> **DOKUMENT**:
——————————

Wie lernst Du? Und wie lernen Organisationen?
Ein Impuls zur Reflexion: Individuelles Lernen und Lernen als Organisation.
Das Thema Lernen beschäftigt viele Menschen. Häufig wird in Publikationen lebenslanges Lernen propagiert, oft werden Herausforderungen in Organisationen thematisiert und vielfach finden sich gutgemeinte Ratschläge in Medien, wie wir in unserer und als Gesellschaft lernen sollten! Gerne möchte ich Lernen als Thema etwas konkreter verstehen. „Wie lernst Du?“ und „Wie lernen Organisationen?“ – diese beiden Fragen habe ich Julia Collard, Tim Robert Zander und Tobias Leisgang unabhängig voneinander gestellt.
Wie lernst Du, Julia Collard?
Julia Collard¹ ist Gründerin und Geschäftsführerin der Marketing-Agentur Doppel(t)spitze und beschäftigt sich mit den Themen Markenstrategie, Social Media und Personal Branding. Lernen und der Austausch von Wissen gehören zu ihren Leidenschaften.
Julia, wie lernst Du?
Lernen – das war für mich in der Schule tatsächlich eher kein Thema. Über das Lernen an sich haben wir nicht gesprochen. Inhalte sind mir zwar nicht zugeflogen, aber mit vertretbarem Aufwand bin ich zu ganz passablen Ergebnissen gekommen. Lernen gelernt habe ich in der Schule allerdings nicht. An der Uni habe ich Lernen gelernt – zumindest dachte ich das. Aber gelernt habe ich vor allem das „Büffeln“. Prüfungszentriertes Lernen. Das konnte ich auch ganz gut. Aber ich habe erst viel später wirklich verstanden, dass Lernen mit verstehen, scheitern, erfahren, anfassen, austauschen und kommunizieren zu tun hat. Selbst Lerngruppen waren zu meiner Zeit an der Uni (vor knapp 30 Jahren) ja fast schon innovative Think Tanks. Vorlesungen waren das, was der Name schon sagt.
Heute lerne ich jeden Tag und denke doch so gut wie nie darüber nach.

——————————

> **KURZE ÜBUNG A**: Warum schränkt Julia Collard im Beitrag zum Lernen ihre Aussage, sie habe an der Uni Lernen gelernt, mit „zumindest dachte ich das“ ein? Antworten Sie in ein bis drei Sätzen.
> **KURZE ÜBUNG B**:
Beantworten Sie anhand des Beitrags zum Lernen:
(i) Wem wurden die beiden Fragen „Wie lernst Du?“ und „Wie lernen Organisationen?“ gestellt?
(ii) Welche Agentur hat Julia Collard gegründet?
(iii) Wie lange liegt Julia Collards Zeit an der Uni zurück?
> **KURZE ÜBUNG C**: Führen Sie den Beitrag zum Lernen im Anschluss an den Satz „Heute lerne ich jeden Tag und denke doch so gut wie nie darüber nach.“ fort.

——————————

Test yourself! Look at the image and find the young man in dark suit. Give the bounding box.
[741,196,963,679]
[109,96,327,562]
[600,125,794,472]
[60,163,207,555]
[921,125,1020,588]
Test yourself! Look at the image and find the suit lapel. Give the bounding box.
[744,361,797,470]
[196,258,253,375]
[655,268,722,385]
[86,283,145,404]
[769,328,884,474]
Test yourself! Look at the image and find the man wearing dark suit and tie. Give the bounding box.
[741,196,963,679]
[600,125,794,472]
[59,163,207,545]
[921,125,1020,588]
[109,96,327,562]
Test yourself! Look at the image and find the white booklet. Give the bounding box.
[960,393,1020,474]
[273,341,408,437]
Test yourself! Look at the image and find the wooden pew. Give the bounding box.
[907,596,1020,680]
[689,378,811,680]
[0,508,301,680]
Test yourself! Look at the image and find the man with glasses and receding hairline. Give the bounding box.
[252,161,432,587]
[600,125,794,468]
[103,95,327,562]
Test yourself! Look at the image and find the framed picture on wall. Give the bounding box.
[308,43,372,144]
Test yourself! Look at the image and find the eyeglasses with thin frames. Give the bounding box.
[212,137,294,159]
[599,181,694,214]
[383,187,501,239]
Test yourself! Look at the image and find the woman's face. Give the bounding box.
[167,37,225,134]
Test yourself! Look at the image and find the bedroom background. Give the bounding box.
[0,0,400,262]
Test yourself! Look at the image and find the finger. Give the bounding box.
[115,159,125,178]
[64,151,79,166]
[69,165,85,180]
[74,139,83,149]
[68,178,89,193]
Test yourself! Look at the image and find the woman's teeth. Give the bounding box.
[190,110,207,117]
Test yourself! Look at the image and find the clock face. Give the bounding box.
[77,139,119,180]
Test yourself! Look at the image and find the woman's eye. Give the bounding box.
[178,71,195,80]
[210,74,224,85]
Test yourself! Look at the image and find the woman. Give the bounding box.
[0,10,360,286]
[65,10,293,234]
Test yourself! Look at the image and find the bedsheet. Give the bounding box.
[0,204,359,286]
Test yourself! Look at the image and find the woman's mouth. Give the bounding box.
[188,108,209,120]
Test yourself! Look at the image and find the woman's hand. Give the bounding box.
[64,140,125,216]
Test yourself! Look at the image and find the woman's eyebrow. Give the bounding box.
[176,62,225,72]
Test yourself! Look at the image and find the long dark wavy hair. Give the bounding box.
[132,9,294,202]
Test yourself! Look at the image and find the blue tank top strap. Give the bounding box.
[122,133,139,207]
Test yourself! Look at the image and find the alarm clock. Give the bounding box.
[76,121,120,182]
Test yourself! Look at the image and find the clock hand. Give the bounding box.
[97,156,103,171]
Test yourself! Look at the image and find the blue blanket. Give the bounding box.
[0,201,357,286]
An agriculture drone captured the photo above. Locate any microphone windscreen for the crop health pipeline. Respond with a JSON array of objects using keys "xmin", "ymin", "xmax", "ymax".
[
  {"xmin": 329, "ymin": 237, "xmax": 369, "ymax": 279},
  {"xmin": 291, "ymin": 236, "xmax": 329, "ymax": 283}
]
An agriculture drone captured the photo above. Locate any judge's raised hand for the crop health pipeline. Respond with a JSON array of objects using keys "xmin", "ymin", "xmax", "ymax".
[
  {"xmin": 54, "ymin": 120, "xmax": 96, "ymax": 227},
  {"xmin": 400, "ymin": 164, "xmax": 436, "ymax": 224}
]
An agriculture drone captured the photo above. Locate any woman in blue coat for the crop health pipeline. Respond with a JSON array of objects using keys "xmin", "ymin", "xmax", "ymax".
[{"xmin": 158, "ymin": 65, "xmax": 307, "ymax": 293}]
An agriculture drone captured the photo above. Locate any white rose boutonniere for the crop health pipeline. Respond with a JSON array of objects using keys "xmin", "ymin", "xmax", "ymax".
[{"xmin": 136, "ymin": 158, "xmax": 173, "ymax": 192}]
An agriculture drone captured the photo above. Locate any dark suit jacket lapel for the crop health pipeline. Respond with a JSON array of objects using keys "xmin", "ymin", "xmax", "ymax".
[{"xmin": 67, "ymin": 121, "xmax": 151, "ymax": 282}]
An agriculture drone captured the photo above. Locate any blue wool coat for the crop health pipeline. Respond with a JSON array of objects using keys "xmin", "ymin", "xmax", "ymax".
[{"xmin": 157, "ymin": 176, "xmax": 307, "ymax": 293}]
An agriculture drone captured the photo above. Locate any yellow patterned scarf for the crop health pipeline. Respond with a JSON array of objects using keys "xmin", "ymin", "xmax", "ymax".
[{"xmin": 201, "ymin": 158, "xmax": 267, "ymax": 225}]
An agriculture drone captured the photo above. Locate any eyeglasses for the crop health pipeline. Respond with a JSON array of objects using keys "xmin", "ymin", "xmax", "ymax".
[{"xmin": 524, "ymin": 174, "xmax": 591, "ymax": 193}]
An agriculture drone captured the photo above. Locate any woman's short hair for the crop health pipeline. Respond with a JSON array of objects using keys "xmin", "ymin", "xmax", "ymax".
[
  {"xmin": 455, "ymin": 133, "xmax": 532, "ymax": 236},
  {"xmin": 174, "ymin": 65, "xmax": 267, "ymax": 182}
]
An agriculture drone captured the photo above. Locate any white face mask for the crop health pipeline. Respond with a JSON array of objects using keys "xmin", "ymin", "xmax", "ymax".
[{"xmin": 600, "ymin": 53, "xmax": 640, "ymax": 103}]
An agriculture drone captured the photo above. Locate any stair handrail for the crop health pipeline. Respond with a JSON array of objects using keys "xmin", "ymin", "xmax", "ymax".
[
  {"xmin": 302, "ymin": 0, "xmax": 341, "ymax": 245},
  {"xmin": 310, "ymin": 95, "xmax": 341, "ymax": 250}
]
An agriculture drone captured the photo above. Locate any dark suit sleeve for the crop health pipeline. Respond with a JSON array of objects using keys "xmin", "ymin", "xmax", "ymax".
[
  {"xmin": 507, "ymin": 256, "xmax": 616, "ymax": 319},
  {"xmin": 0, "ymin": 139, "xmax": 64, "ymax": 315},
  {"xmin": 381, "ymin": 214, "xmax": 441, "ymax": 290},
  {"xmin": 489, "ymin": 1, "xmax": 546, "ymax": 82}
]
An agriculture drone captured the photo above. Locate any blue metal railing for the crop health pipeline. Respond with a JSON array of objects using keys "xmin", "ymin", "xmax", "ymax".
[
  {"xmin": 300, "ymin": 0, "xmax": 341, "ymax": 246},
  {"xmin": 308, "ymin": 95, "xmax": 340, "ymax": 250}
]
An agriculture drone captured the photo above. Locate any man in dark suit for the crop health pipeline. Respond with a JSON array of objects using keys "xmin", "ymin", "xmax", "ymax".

——————————

> **SCHRIFTLICHE ANTWORT A**: An der Uni hat sie vor allem das „Büffeln“ gelernt, also prüfungszentriertes Lernen. Erst viel später hat sie verstanden, dass Lernen mit verstehen, scheitern, erfahren, anfassen, austauschen und kommunizieren zu tun hat.

> **SCHRIFTLICHE ANTWORT B**:
(i) Julia Collard, Tim Robert Zander und Tobias Leisgang
(ii) Die Marketing-Agentur Doppel(t)spitze
(iii) Knapp 30 Jahre

> **SCHRIFTLICHE ANTWORT C**:
Ich lese viel und zwar das, was mir gefällt: Bücher, Tagespresse, Blogartikel, Posts. Ich hatte schon immer das große Glück viel zu reisen – verschiedene Lernorte sind Gold wert für Lernfortschritte, insbesondere wenn es um Kulturen, Geschichte und um das so wichtige Verstehen von Menschen geht. Nach 16 Jahren im Bildungsbereich weiß ich ziemlich genau wie ICH lernen möchte. Und wie nicht. Lernen findet nicht raum- und zeitgebunden statt. Vor allem findet es in heterogenen Gruppen nie im Gleichschritt statt – das aber setzt unser Bildungssystem viel zu oft voraus. Selbst in der Erwachsenenbildung.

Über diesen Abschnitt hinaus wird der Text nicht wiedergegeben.